TASK BRIEF:
Copy every entry word for word. Skip the pictures.

Start GIVEN RECORDS

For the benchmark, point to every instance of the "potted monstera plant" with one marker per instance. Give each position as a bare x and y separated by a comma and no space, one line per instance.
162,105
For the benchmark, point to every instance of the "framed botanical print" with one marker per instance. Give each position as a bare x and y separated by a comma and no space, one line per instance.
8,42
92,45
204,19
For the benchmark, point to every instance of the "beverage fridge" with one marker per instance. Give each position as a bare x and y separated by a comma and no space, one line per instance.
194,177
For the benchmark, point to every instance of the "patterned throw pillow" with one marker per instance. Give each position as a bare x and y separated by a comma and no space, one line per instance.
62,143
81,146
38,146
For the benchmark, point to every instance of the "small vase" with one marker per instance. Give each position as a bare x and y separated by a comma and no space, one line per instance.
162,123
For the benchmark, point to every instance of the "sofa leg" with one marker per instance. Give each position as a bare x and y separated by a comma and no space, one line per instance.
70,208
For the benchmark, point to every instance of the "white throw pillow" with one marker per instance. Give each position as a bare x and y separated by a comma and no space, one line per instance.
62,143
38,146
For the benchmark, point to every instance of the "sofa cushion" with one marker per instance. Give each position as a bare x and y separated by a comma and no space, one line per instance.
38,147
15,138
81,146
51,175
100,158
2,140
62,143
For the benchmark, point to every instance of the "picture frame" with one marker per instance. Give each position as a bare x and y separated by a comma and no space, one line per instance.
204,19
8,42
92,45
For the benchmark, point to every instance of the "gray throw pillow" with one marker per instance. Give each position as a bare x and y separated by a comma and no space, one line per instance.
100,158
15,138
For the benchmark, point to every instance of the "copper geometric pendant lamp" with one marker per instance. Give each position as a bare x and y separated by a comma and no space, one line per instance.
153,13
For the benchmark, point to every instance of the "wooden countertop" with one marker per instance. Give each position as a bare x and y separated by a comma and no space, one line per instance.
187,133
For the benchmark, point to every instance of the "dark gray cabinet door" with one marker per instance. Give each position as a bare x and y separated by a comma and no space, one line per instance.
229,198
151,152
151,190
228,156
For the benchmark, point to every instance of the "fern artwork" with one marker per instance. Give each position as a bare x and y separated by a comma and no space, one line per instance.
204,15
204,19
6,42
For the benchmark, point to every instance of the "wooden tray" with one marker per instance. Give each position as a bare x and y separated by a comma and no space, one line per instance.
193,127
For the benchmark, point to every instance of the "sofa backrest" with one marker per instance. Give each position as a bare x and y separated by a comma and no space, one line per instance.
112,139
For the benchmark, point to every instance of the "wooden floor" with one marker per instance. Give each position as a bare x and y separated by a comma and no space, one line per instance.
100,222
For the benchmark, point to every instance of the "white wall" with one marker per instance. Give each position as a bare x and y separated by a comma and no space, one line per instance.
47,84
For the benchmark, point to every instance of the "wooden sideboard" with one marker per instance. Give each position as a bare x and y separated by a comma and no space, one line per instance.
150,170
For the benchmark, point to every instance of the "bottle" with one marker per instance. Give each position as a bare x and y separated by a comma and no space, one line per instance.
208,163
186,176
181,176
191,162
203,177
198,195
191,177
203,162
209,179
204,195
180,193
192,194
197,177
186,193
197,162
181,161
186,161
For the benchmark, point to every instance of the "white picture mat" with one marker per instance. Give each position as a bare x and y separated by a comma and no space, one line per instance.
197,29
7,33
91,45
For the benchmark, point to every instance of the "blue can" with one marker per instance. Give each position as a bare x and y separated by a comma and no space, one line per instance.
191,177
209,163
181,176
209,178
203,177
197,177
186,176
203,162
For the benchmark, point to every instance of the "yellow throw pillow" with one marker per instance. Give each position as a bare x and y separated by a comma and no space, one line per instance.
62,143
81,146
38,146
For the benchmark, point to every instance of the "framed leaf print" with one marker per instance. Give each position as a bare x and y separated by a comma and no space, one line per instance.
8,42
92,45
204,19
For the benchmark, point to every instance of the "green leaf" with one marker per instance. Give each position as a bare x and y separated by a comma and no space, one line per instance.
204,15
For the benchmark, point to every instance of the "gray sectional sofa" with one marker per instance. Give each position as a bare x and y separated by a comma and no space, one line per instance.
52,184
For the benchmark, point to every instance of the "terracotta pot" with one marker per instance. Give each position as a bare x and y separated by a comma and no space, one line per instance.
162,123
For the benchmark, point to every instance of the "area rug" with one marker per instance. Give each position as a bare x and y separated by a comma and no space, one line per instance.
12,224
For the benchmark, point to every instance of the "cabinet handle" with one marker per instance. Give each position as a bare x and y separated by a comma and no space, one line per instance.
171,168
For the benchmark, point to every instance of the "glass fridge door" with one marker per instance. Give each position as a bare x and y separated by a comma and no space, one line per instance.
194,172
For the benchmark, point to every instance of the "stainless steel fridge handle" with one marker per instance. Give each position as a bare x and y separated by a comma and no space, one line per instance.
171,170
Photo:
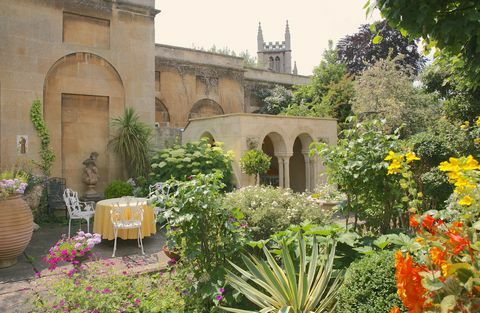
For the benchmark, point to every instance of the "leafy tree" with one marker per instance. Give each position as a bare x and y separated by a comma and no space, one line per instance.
274,100
376,42
459,103
132,142
329,94
451,26
182,161
255,162
356,164
386,91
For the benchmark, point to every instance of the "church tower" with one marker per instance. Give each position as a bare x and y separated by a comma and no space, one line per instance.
275,56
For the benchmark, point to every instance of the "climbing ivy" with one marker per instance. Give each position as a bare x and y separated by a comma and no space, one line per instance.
46,152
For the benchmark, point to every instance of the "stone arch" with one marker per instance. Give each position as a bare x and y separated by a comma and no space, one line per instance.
162,117
273,145
301,167
204,108
82,92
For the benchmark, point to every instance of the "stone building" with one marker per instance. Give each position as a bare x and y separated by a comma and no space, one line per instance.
87,60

End GIVEN RECORDS

ANSWER FOR THIS EXERCISE:
For the benchmark, point to every instance of the "potted monstera plant" with one marker per instance. Give each position as a bare x and y separated by a comma and no space, one line per instance.
162,105
For the benchmark, point to every instance of the "framed botanical print" with one marker per instance. Give each position as a bare x and y separated by a comma and no space, one line per instance.
8,42
92,45
204,19
For the benchmark, point to every instance of the "beverage fridge" with one marker per instance. Give each position as a bare x and y separated by a comma and no space, one line per instance.
194,177
For the benchmark, point to every instance of the "patterned throw pillow" with one marker per instance. Give each position as a bare x and y separated by a comma and no space, one line per instance.
62,143
81,146
38,146
For the benchmark, point to every instance of the "small vase" with one marker per instance. Give each position as a bare x and y separated by a comma and no space, one line per instance.
162,123
For the benchmark, point to every instance of the "sofa leg" with one marker per instance. Give each position as a bare x and y separated by a comma and no space, one line per instance.
70,208
For the benchmark, point to every instance of the "white throw pillow" with one marker per instance. Give each position as a bare x and y separated by a comma and no space, one line per instance.
62,143
38,146
For the benchmark, point to every instance of the "sofa cushion" with one marker per instance. Give each position as a bare x and y separated by a comma and no space, one line per instance.
38,147
15,138
81,146
51,175
100,158
2,140
62,143
For the benchmark, point to every instance of the "picture frame" with one marker per instance. Give each position as a bare x and y separated by a comma and no space, one line per instance.
204,19
8,42
92,45
For the benchmark, point to every instance of the "gray throw pillow" with one marker per instance. Give each position as a bare x and y separated by a comma and no space, one line per instance.
100,158
15,138
For the benchmark, point to every instance of the "copper geometric pendant lamp" with one marker per instance. Give each position as a bare x and y separated by a comma and no space, one line per instance.
153,13
For the benchmark, point to every instance of the "wooden countertop" with one marker per instance. Give each position as a bare x and y separated by a comma and no space, one line per instance.
187,133
For the benchmark, point to every instance of the "dark gray cabinet door" with one marker per instance. Give each position as a bare x and y separated by a comma and no space, one line per instance.
229,198
151,152
151,190
228,156
For the benchmark, point to every instance of the "fern artwork" with one marker per instance. Give each position as a bare x and y separated by a comma and no space, one line per instance.
204,15
204,19
6,42
For the benchmark, point to every instance of the "wooden tray" with one marker per instance. Give each position as a bare x and y separated by a comma and no space, one line per instance.
193,127
For the benchmark, point to every instance of the "sofa backrest" with one marker per instance. Give each position as a bare x and y separated by a comma and no space, one line per instance.
112,139
For the benchmark, point to every instance of the "wooden floor" with one marker per instance. Give each position as a bare x and y separated by a comma and no space, one line per instance.
100,222
For the benchmark, point to every instance of the "white wall" with one marker per instance. Give each position as a bare x and y separated by a comma and no space, one line per instance.
47,84
For the benchmark, point to every instance of the "wooden sideboard" with one marker per instance. Give each position as a bare x and y separated by a comma and no space, one line per instance.
150,170
For the benchmark, point to every instance of the "bottle" with one marker per instance. Give each position as a bare x and y separated by a comma and no space, one line per instance.
208,163
186,176
181,176
191,162
203,177
198,195
191,177
203,162
209,179
204,195
180,193
192,194
197,177
186,193
197,162
181,161
186,161
For the benchmark, point to every instance of the "white picture mat" with one marker per instance. Give each position as a bare x and y separated by a comma and no space, one line per instance.
197,29
7,33
91,45
For the benchmark, point to every instance of the "blue can" with one marker per instance. Give each position as a bare x and y separated by a comma and no space, one line per instance.
191,177
209,163
181,176
209,178
203,177
197,177
186,176
203,162
For the benchmark, point to every instance of the "yellow throw pillow" with one marker per instance. Give each position as a bare x and y separated by a comma and no space, one line per instance.
62,143
81,146
38,146
For the benchmark, point to every instance of the "framed leaf print" with one marker per instance. Give each position as a bare x and y separated by a comma and no space, one line per instance.
8,42
92,45
204,19
For the benchmark, point to every instance of the "green leaf" with one marker per instance. Give each position as a bare x and y separated by a comma and no space, one line per instance.
204,15
For the benchmark, point to every instance of the "gray sectional sofa" with one marker per instance. Give each position as a bare x and y separated by a comma and no space, one line per instance.
52,184
For the benchmark, point to every instance of the "terracotta pot" with one marker per instance. Give each position as a bare x and y separated by a comma and no space, one line per instance.
162,123
For the benchmark, point to every instance of the "area rug" with one marker per instance. Give each position as a bare x and y separated by a comma and no space, one line per instance.
12,224
For the benchmark, point to every instance of the "cabinet handle" with one marker per instance. Give each position as a bare x and y separated by a comma and no space, one line per instance.
171,168
For the benchmark, point to every instance of the "glass fridge door" with one marker per instance. Give each position as a bare x and y separated by a comma and no space, one line per instance.
194,172
For the benchmark, point to every instance of the "stainless steel fridge handle" with one marker per instance. Give each position as a bare x and y separated by a comma and no space, one line per instance.
171,170
Photo:
For the benchmark, point to every instance of the "leafy tree" with one marker per instance. Give each position as a bare x and y separated by a comma and no space, one line per instance.
274,100
376,42
459,103
132,142
329,94
451,26
182,161
255,162
356,164
386,91
For the benchmark, point to every instance of the "church tower" with one marker per instance. Give each position as a bare x and y separated by a comma and no space, one line per instance.
275,56
For the benchmark, point to every instance of the "climbing ivy" with one marker per instance. Give each position as a bare x and y separated by a comma and no space, one line per instance.
46,152
For the benchmark, point to every instance of the "stone arch" with one marker per instance. Give each position as a bare x and y separated by a comma and no space, one line per instance.
162,117
273,145
301,167
204,108
82,92
For the benchmark, point to every instance of the "stone building" with one marker per instance. Give each position as a bare x and y separated by a comma and no space, one line per instance.
87,60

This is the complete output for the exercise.